OBJECTIF A
D'après l'extrait sur la rentrée littéraire, quel romancier permet à Gallimard de tenir sa revanche cette année ?
OBJECTIF B
Reproduisez à l'identique le passage de l'extrait sur la rentrée littéraire qui commence par « Bernard Grasset, où » et se termine par « l’extraordinaire Marien Defalvard. ».

EXTRAIT DU DOCUMENT
──────

C'est avec plaisir que les idiots entament une collaboration qui s'avérera sans doute des plus fructueuses avec le blog Zone Critique, dont les étagères sont remplies d'excellentes critiques littéraires ou cinéma. Nous prenons donc la liberté d'aller nous emparer de temps à autre de l'une d'entre elles pour la reproduire ici. Longue vie à Zone Critique qui nous ouvre sa bibliothèque, nous lui ouvrons de bonne grâce également la nôtre. Aujourd'hui, Yann Solle nous parle de la Théorie de l'information, roman trop bien informé.
C’est Paul Morand qui l’affirme : « L’histoire, comme une idiote,
mécaniquement se répète. » Rien n’est plus vrai, il suffit d’observer la
rentrée littéraire. Chaque année, fin août, c’est la même histoire. Avec la
régularité d’un catéchumène fraîchement converti, la rentrée littéraire dépose
sur les étagères de nos libraires le premier effort d’un jeune romancier
inconnu au bataillon, télégénique de préférence, que l’on nous vend ensuite à
grand renfort de dithyrambes et de superlatifs.
Bernard Grasset, où
qu’il se trouve, doit s’en sentir flatté, lui qui a pratiquement inventé tous
les principes du marketing littéraire moderne : tirages conséquents, promotion
ravageuse, services de presse mieux organisés qu’un régiment de l’armée de
terre, intelligences diverses et variées avec les critiques…Chaque année donc,
c’est la même histoire, l’automne dépossède les arbres de leurs feuillages et
les éditeurs parisiens s’affrontent sans merci dans la course au titre de celui
qui fera le plus beau coup médiatique de la saison. Parfois pour le meilleur,
souvent pour le pire. À la rentrée passée, Grasset remportait une victoire sans
appel dans la grande guerre du buzz avec l’extraordinaire Marien Defalvard.
Cette année, Gallimard tient sa revanche avec le très photogénique Aurélien
Bellanger.

──────

Lignes de données
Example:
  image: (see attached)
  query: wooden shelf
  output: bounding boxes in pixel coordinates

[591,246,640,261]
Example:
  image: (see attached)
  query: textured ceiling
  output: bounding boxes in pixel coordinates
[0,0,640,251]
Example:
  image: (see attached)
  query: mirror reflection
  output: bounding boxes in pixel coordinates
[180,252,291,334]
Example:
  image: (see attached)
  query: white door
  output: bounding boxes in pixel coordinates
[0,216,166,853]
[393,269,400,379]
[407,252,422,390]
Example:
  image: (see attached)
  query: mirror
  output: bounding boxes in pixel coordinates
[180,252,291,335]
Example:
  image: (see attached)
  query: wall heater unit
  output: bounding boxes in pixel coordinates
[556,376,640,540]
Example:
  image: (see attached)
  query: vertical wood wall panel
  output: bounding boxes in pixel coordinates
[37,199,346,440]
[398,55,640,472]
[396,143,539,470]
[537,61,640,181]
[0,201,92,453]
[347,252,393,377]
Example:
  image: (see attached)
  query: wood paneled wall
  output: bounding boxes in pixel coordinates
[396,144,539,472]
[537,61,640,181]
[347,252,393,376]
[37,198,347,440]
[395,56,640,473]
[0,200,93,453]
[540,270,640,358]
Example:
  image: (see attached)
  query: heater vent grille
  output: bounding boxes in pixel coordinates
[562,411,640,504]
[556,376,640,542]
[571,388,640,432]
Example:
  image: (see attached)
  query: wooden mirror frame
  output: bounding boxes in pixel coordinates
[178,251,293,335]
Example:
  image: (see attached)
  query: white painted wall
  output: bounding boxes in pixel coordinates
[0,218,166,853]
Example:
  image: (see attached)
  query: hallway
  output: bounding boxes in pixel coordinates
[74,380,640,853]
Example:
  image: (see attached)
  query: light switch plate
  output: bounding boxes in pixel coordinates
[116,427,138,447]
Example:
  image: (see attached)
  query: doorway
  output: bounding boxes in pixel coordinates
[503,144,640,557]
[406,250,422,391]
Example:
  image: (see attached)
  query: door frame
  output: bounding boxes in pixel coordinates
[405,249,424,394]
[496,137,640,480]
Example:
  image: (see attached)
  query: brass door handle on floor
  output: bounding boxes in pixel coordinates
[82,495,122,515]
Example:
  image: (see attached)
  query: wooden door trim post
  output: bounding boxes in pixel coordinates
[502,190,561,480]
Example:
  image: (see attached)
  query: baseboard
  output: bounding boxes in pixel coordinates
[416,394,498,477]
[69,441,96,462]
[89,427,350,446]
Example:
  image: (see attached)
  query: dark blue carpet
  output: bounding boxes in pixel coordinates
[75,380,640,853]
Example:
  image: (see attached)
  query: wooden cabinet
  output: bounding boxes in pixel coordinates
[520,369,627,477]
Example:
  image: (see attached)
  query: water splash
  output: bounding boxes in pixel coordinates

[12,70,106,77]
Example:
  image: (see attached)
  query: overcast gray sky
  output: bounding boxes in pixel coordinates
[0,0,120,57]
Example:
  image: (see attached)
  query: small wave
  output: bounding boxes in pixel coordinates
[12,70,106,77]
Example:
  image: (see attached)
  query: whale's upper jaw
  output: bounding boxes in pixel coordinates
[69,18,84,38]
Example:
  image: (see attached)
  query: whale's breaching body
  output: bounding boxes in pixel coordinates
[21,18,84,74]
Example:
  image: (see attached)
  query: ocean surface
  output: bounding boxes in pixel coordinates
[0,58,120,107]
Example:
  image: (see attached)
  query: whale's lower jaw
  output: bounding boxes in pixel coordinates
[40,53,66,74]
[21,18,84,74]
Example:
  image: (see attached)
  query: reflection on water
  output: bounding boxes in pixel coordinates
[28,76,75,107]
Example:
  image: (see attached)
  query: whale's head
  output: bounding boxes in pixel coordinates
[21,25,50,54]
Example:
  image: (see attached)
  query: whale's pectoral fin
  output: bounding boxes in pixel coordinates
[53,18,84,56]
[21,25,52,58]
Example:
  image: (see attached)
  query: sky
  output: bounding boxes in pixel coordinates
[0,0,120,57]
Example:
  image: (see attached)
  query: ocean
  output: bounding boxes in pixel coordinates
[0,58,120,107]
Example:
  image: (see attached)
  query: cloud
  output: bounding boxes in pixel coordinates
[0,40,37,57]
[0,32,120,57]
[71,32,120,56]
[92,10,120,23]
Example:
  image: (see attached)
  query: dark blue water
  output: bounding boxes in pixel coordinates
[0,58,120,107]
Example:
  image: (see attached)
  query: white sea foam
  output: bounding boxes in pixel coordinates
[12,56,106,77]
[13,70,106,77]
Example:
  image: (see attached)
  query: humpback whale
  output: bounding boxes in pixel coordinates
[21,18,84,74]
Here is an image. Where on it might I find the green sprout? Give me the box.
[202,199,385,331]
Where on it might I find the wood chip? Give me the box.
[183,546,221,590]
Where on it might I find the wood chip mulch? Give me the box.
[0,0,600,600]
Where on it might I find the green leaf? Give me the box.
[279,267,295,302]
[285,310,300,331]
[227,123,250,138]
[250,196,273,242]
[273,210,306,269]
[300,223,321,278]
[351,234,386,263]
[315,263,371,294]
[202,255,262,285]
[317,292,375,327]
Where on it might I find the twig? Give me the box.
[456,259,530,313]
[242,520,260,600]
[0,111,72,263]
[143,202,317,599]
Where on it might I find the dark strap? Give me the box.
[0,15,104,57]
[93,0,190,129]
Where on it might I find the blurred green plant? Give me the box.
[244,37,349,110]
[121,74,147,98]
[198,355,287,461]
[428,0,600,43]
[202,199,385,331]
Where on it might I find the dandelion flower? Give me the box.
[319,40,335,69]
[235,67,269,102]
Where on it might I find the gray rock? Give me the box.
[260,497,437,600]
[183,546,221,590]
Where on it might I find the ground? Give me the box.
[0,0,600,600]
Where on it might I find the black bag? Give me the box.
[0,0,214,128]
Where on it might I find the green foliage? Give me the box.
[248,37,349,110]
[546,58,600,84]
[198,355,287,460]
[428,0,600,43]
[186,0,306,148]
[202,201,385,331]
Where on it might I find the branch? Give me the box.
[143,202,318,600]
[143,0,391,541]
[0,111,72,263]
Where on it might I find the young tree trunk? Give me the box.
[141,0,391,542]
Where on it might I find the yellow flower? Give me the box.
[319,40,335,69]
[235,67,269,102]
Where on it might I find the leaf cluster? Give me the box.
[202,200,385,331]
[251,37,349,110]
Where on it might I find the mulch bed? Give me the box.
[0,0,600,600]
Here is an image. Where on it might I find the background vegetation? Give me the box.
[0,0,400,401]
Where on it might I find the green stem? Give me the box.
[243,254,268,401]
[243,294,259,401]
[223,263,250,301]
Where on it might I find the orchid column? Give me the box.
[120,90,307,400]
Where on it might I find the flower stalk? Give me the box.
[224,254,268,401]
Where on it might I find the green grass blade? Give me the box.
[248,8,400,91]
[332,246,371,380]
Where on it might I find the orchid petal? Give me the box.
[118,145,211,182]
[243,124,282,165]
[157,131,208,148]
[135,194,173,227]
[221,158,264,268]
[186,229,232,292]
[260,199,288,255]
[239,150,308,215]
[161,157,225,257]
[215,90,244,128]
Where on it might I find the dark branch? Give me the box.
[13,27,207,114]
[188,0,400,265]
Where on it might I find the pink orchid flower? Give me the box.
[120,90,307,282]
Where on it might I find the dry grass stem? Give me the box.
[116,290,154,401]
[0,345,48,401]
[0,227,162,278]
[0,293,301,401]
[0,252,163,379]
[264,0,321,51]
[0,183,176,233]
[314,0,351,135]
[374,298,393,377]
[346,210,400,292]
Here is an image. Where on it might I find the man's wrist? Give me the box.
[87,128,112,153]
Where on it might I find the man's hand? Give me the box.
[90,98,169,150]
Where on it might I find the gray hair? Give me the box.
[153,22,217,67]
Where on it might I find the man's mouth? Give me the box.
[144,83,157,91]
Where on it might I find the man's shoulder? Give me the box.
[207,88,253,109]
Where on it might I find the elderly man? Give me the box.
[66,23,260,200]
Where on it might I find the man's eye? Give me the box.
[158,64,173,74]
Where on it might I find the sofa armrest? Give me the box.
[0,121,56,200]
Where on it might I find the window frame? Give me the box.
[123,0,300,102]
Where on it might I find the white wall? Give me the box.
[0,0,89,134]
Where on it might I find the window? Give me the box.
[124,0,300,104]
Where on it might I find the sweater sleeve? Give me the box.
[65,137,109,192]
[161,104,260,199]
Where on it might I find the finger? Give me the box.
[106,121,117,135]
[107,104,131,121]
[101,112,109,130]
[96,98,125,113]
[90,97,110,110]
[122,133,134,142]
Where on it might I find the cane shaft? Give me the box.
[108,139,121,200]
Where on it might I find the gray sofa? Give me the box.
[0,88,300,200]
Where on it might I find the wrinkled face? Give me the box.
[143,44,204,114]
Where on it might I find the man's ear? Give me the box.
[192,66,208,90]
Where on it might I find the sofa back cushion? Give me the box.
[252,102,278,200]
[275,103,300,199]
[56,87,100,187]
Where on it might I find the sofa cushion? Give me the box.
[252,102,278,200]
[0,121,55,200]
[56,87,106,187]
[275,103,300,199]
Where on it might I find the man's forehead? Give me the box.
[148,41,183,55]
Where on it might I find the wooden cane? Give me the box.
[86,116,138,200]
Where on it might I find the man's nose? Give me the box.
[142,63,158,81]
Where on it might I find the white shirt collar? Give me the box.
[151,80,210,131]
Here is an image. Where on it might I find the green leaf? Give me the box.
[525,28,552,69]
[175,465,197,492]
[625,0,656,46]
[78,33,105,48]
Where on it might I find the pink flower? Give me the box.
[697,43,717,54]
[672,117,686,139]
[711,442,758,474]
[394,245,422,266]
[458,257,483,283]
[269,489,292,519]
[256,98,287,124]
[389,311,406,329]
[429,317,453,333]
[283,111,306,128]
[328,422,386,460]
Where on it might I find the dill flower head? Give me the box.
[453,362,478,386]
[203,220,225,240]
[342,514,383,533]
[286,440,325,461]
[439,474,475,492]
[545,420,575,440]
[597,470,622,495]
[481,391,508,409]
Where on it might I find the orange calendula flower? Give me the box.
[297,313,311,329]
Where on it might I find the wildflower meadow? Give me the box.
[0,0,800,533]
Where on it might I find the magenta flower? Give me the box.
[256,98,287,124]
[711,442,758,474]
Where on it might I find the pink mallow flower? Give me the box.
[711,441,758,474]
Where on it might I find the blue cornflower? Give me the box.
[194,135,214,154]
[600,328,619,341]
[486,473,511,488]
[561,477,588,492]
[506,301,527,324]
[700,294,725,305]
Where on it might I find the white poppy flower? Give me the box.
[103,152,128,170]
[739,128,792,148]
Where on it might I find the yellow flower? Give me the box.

──────

RÉPONSE RÉDIGÉE A
Aurélien Bellanger.

RÉPONSE RÉDIGÉE B
Bernard Grasset, où
qu’il se trouve, doit s’en sentir flatté, lui qui a pratiquement inventé tous
les principes du marketing littéraire moderne : tirages conséquents, promotion
ravageuse, services de presse mieux organisés qu’un régiment de l’armée de
terre, intelligences diverses et variées avec les critiques…Chaque année donc,
c’est la même histoire, l’automne dépossède les arbres de leurs feuillages et
les éditeurs parisiens s’affrontent sans merci dans la course au titre de celui
qui fera le plus beau coup médiatique de la saison. Parfois pour le meilleur,
souvent pour le pire. À la rentrée passée, Grasset remportait une victoire sans
appel dans la grande guerre du buzz avec l’extraordinaire Marien Defalvard.